**WORK INSTRUCTION**
Word for word, output the data that follows.

**RECORDS FOR THE TASK**
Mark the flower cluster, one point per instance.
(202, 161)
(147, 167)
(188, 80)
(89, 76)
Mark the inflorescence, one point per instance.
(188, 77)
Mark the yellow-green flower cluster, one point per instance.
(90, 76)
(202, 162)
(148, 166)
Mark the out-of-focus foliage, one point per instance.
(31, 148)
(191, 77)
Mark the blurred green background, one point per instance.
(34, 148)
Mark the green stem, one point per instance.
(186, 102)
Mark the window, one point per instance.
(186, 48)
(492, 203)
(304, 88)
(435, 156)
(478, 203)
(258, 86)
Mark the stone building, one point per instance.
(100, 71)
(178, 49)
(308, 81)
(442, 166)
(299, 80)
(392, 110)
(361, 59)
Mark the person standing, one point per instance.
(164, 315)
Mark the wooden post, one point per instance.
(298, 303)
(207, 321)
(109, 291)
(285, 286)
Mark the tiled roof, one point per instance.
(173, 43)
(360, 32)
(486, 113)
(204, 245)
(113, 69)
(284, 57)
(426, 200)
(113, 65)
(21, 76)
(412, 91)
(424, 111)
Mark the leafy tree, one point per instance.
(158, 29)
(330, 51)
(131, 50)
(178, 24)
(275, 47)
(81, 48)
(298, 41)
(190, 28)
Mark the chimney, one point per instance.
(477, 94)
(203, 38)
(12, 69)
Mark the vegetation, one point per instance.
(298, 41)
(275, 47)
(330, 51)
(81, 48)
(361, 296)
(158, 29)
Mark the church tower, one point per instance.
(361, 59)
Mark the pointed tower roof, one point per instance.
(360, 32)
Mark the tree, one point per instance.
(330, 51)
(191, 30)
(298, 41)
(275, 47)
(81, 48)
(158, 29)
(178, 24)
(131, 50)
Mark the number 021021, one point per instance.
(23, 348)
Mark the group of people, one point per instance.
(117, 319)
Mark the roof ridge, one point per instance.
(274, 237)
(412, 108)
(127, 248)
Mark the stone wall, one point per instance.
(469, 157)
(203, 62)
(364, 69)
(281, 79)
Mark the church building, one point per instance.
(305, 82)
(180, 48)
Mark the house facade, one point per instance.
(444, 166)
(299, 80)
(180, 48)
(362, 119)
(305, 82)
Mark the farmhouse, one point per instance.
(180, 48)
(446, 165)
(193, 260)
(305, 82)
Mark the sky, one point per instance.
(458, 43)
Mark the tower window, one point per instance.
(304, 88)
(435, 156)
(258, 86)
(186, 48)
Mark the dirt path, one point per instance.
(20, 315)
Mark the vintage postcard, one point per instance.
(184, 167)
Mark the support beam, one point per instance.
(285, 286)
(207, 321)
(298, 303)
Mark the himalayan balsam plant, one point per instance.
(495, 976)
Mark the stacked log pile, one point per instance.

**WRITTEN ANSWER**
Mark the flower cluster, one point per instance.
(202, 161)
(147, 167)
(188, 80)
(89, 76)
Mark the inflorescence, one point per instance.
(188, 77)
Mark the yellow-green flower cluster, one point per instance.
(90, 76)
(202, 162)
(148, 166)
Mark the out-of-focus foliage, one point per instance.
(31, 148)
(191, 77)
Mark the blurred green background, one point per instance.
(34, 148)
Mark the green stem, one point per instance.
(186, 102)
Mark the window, one point per instance.
(186, 48)
(492, 203)
(304, 88)
(435, 156)
(478, 203)
(258, 86)
Mark the stone building, one point per instance.
(100, 71)
(178, 49)
(308, 81)
(442, 166)
(299, 80)
(392, 110)
(361, 59)
Mark the person standing, one point per instance.
(164, 315)
Mark the wooden post, one point per instance.
(298, 303)
(207, 321)
(109, 291)
(285, 286)
Mark the tiled roof, one point per instance.
(173, 43)
(360, 32)
(486, 113)
(204, 245)
(113, 69)
(284, 57)
(426, 200)
(113, 65)
(21, 76)
(412, 91)
(424, 111)
Mark the leafy tree, one point per instance.
(158, 29)
(330, 51)
(131, 50)
(178, 24)
(275, 47)
(81, 48)
(298, 41)
(190, 28)
Mark the chimney, one point per instance.
(477, 94)
(203, 38)
(12, 69)
Mark the vegetation, one point per instance.
(298, 41)
(275, 47)
(330, 51)
(81, 48)
(361, 296)
(158, 29)
Mark the church tower, one point per instance.
(361, 59)
Mark the pointed tower roof, one point per instance.
(360, 32)
Mark the tree, one point per instance.
(330, 51)
(191, 30)
(298, 41)
(275, 47)
(81, 48)
(158, 29)
(178, 24)
(131, 50)
Mark the number 021021, one point per instance.
(23, 348)
Mark the group of people, one point per instance.
(117, 319)
Mark the roof ridge, one point per instance.
(274, 237)
(412, 108)
(127, 248)
Mark the stone wall, one point per instance.
(469, 157)
(203, 62)
(364, 69)
(281, 79)
Mark the church building, one point per instance.
(305, 82)
(180, 48)
Mark the house facade, one point per instance.
(444, 166)
(299, 80)
(180, 48)
(362, 119)
(305, 82)
Mark the farmhouse, one point per instance.
(180, 48)
(446, 165)
(193, 260)
(305, 82)
Mark the sky, one point per instance.
(458, 43)
Mark the tower window, one point per instance.
(304, 88)
(435, 156)
(258, 86)
(186, 48)
Mark the dirt path, one point per instance.
(20, 315)
Mark the vintage postcard, one point per instance.
(184, 167)
Mark the support beam, one point per instance.
(285, 286)
(207, 321)
(298, 303)
Mark the himalayan balsam plant, one point per instance.
(495, 976)
Mark the stacked log pile, one point per instance.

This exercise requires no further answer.